Job:
Pull out each line in the rows below that contains the word "lattice", and copy the whole line. Case counts, so skip any line that only has the word with different capitals.
##########
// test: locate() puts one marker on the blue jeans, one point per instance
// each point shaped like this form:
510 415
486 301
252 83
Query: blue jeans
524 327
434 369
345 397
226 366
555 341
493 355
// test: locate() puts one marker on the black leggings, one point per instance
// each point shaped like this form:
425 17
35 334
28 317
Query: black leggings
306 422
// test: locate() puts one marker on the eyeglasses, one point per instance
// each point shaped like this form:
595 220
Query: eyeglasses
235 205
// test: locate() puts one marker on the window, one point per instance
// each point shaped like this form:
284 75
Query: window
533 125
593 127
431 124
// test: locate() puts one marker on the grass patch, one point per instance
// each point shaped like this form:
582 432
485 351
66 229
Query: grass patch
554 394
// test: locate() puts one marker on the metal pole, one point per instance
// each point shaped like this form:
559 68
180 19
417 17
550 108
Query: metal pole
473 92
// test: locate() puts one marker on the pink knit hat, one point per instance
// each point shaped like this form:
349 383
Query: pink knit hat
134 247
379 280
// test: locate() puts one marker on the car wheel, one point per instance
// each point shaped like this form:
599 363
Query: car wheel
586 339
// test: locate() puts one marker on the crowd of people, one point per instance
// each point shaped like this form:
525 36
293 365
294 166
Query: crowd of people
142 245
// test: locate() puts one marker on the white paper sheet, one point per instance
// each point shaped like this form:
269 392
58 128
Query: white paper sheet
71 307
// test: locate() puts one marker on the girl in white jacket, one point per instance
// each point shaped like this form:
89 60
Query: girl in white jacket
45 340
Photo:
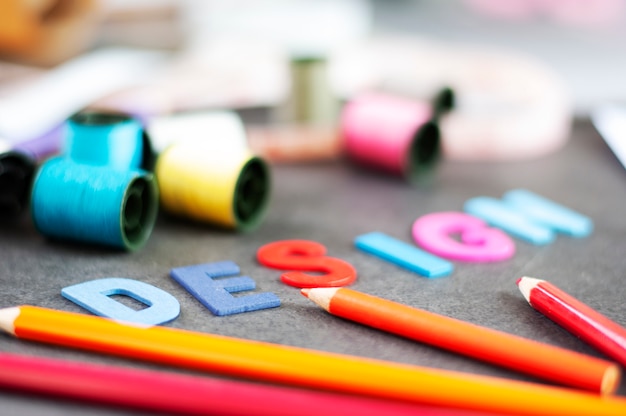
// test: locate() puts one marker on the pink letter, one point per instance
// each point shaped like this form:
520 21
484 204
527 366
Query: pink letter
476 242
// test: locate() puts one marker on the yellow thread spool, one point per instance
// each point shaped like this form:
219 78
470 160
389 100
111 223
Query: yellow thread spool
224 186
##########
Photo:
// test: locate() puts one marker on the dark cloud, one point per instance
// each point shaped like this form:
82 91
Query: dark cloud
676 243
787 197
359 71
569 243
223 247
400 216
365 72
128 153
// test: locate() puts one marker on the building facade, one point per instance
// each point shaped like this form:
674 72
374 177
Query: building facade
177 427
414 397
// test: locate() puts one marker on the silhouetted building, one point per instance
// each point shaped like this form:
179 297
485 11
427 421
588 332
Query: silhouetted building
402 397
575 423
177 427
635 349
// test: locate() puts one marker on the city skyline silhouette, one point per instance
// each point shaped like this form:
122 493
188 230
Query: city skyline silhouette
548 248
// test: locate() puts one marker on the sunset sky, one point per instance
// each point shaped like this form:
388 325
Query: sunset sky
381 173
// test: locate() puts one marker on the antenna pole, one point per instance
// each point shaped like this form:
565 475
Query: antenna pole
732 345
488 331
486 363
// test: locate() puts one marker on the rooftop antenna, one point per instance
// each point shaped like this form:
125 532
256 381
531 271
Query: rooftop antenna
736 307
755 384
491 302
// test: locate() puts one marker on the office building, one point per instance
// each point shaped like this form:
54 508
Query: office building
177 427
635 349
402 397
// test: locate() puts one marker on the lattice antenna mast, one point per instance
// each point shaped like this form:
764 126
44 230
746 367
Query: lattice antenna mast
##########
Expected answer:
// test: locate() puts one marker on the lattice antenna mast, one point per instance
Query: lattice antenna mast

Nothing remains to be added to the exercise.